*** Input

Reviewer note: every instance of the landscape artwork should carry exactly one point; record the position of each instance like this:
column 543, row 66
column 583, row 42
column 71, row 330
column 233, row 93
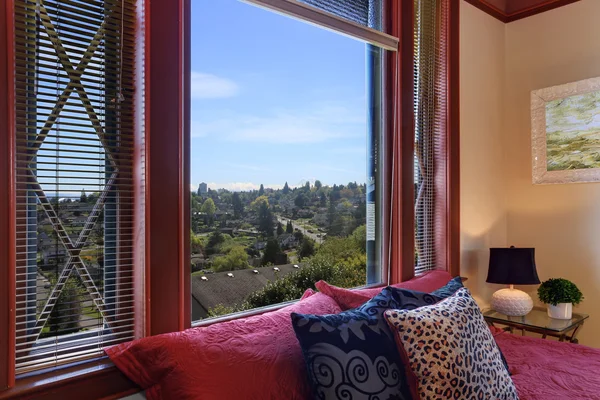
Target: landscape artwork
column 566, row 133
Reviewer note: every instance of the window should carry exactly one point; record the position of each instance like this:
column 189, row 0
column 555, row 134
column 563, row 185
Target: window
column 286, row 166
column 432, row 130
column 74, row 179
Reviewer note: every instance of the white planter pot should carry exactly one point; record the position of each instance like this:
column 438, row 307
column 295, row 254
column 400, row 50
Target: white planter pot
column 560, row 311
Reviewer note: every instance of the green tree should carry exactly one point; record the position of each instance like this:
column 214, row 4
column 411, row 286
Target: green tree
column 307, row 248
column 339, row 261
column 195, row 243
column 265, row 219
column 331, row 211
column 67, row 311
column 215, row 240
column 257, row 203
column 300, row 200
column 323, row 199
column 235, row 259
column 209, row 207
column 299, row 235
column 238, row 206
column 272, row 252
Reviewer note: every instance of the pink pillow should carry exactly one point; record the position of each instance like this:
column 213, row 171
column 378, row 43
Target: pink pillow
column 249, row 358
column 349, row 298
column 307, row 293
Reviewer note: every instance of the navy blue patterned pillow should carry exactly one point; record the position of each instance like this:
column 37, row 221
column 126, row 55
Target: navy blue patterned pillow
column 449, row 289
column 352, row 355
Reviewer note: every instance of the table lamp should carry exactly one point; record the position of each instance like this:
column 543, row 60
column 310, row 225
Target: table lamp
column 512, row 266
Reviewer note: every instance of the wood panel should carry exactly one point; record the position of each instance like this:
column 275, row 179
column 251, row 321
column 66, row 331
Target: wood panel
column 167, row 179
column 401, row 119
column 518, row 9
column 7, row 222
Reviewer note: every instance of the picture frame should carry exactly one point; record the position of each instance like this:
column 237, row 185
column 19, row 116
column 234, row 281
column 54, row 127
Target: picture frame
column 565, row 133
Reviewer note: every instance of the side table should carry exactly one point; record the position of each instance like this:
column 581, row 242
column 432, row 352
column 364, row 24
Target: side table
column 538, row 321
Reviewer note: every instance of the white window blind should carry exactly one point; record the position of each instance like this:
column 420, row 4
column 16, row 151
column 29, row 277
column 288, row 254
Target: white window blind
column 74, row 178
column 430, row 104
column 360, row 19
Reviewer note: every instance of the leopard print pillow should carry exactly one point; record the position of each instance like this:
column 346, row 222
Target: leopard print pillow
column 451, row 350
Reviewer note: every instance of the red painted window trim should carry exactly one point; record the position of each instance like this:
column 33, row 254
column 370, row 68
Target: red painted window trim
column 447, row 196
column 167, row 273
column 167, row 173
column 6, row 222
column 399, row 94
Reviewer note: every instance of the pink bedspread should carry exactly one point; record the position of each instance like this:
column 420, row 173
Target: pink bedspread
column 550, row 370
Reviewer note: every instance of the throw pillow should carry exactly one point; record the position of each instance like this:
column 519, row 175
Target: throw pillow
column 352, row 298
column 254, row 357
column 450, row 288
column 451, row 351
column 352, row 355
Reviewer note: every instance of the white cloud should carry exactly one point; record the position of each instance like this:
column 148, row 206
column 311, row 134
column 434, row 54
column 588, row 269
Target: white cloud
column 209, row 86
column 319, row 123
column 350, row 150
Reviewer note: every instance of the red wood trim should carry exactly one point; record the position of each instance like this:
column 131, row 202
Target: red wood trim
column 166, row 197
column 141, row 275
column 185, row 283
column 93, row 380
column 489, row 9
column 453, row 144
column 7, row 200
column 524, row 13
column 400, row 74
column 550, row 5
column 447, row 156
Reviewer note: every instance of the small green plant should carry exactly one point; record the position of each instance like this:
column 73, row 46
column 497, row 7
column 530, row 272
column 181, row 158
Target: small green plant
column 558, row 290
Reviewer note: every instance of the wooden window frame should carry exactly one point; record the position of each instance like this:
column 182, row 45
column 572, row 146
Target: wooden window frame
column 447, row 178
column 166, row 276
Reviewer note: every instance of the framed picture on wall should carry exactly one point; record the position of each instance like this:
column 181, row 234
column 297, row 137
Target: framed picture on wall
column 565, row 133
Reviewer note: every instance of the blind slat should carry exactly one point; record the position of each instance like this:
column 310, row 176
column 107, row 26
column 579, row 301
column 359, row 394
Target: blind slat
column 74, row 178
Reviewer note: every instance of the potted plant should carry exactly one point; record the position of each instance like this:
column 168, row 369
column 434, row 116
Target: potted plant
column 560, row 295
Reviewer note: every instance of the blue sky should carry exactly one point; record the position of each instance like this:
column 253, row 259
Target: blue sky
column 273, row 100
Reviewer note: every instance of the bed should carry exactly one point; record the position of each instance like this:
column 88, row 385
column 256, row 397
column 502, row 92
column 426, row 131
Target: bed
column 550, row 370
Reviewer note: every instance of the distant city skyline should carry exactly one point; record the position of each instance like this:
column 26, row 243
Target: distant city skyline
column 273, row 100
column 195, row 188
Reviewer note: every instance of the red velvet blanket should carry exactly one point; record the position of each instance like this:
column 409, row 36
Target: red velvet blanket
column 549, row 370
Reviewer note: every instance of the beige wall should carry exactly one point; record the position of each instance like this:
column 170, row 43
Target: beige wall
column 561, row 221
column 483, row 188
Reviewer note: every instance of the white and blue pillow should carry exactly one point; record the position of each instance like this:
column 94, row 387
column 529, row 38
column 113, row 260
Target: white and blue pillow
column 352, row 355
column 450, row 288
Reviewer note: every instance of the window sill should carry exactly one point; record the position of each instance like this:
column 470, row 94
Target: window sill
column 260, row 310
column 97, row 379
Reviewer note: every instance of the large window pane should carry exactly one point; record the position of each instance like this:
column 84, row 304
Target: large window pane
column 286, row 144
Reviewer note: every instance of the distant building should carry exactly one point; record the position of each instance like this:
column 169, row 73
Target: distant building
column 202, row 189
column 219, row 288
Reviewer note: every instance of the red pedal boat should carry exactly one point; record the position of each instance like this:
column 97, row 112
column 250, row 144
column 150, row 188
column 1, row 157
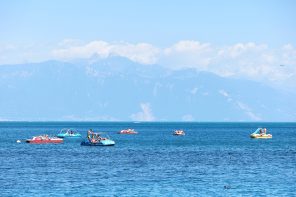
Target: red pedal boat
column 44, row 139
column 127, row 131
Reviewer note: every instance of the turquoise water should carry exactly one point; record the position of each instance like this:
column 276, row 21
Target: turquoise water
column 212, row 159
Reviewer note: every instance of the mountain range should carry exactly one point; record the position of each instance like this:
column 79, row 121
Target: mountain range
column 117, row 89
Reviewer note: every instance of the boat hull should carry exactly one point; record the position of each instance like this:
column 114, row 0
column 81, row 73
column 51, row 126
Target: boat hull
column 260, row 136
column 68, row 136
column 101, row 143
column 50, row 141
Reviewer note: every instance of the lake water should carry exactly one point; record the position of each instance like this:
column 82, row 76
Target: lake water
column 212, row 159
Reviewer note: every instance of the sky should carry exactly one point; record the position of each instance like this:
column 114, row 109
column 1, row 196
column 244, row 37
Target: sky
column 160, row 23
column 252, row 40
column 246, row 40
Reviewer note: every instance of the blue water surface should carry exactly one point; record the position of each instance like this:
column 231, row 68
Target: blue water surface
column 212, row 159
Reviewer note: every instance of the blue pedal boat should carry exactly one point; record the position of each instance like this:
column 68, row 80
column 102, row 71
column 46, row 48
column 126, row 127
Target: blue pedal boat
column 69, row 133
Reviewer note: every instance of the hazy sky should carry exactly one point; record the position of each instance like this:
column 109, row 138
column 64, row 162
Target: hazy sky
column 248, row 39
column 159, row 23
column 243, row 39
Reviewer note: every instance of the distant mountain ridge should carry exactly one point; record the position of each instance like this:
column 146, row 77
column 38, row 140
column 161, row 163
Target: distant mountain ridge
column 118, row 89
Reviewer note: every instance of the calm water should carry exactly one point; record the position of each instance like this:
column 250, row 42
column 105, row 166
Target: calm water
column 213, row 159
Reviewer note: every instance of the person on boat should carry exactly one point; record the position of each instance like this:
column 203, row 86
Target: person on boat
column 90, row 135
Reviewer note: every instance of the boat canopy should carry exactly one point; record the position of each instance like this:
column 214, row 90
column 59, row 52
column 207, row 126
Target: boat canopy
column 257, row 131
column 68, row 131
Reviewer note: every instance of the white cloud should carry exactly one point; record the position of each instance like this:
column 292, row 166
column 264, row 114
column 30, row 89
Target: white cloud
column 188, row 117
column 257, row 62
column 194, row 91
column 94, row 118
column 142, row 52
column 240, row 105
column 144, row 115
column 248, row 111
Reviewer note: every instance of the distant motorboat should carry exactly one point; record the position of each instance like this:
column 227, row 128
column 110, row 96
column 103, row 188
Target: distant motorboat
column 69, row 133
column 44, row 139
column 179, row 132
column 261, row 134
column 127, row 131
column 97, row 139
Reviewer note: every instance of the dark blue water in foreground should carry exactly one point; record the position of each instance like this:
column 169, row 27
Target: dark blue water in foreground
column 213, row 159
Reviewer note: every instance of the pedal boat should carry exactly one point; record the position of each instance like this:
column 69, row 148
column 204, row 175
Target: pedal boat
column 179, row 132
column 96, row 139
column 260, row 135
column 44, row 139
column 69, row 133
column 127, row 131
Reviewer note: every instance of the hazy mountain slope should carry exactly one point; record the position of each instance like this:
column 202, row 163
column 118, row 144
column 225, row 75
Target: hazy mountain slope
column 118, row 89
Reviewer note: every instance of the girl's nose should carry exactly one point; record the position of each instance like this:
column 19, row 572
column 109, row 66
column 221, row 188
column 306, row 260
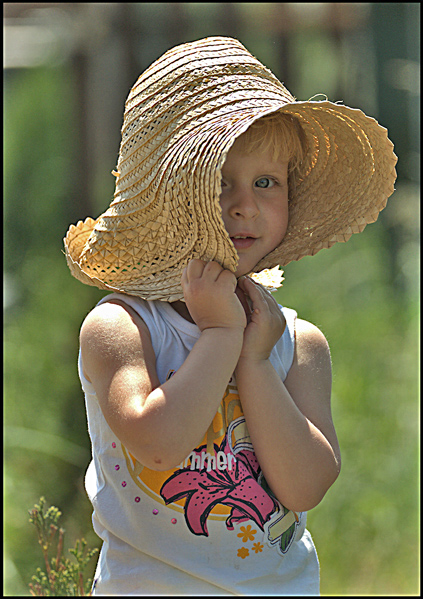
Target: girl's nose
column 241, row 203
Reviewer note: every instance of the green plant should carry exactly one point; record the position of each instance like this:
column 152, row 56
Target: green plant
column 63, row 577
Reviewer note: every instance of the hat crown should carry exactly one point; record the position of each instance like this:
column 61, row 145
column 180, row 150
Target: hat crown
column 181, row 117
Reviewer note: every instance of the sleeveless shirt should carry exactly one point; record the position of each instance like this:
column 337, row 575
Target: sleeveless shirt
column 211, row 525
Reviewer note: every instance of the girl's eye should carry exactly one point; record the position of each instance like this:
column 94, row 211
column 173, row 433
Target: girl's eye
column 264, row 182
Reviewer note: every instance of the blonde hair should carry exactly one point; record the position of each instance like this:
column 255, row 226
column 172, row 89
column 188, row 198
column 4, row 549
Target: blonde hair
column 283, row 136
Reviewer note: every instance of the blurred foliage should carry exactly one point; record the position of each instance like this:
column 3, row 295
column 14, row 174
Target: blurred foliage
column 364, row 295
column 63, row 577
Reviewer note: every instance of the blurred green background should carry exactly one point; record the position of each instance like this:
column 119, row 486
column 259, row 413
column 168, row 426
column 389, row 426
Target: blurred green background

******

## Task directions
Please print out the lines of the data above, unchanged, between the line holding "Reviewer note: every instance of the white and" and the line holding "column 117, row 89", inclusive. Omit the pictures.

## Final result
Reviewer note: every instance of the white and blue pillow should carry exactly one point; record the position of each instance like this:
column 94, row 387
column 529, row 38
column 113, row 260
Target: white and blue pillow
column 352, row 355
column 450, row 288
Reviewer note: every instance of the window sill should carry exactly one point; record the position of each instance like this:
column 470, row 94
Target: window sill
column 260, row 310
column 97, row 379
Reviewer note: every instance of the large window pane should carry exactly one point; record the position of each instance like this:
column 84, row 304
Target: large window pane
column 286, row 144
Reviewer note: every instance of the distant building should carry exactly one point; record the position of each instance like this:
column 169, row 73
Target: distant building
column 202, row 189
column 219, row 288
Reviewer note: every instance of the red pedal boat should carry exactly one point; record the position of each instance like this:
column 97, row 112
column 250, row 144
column 150, row 188
column 1, row 157
Target: red pedal boat
column 44, row 139
column 127, row 131
Reviewer note: every instance of the turquoise water should carry exactly one point; record the position of each instance like this:
column 276, row 21
Target: turquoise water
column 212, row 159
Reviewer note: every instance of the mountain range should carry exactly one point; record the position of each instance like this:
column 79, row 121
Target: mountain range
column 117, row 89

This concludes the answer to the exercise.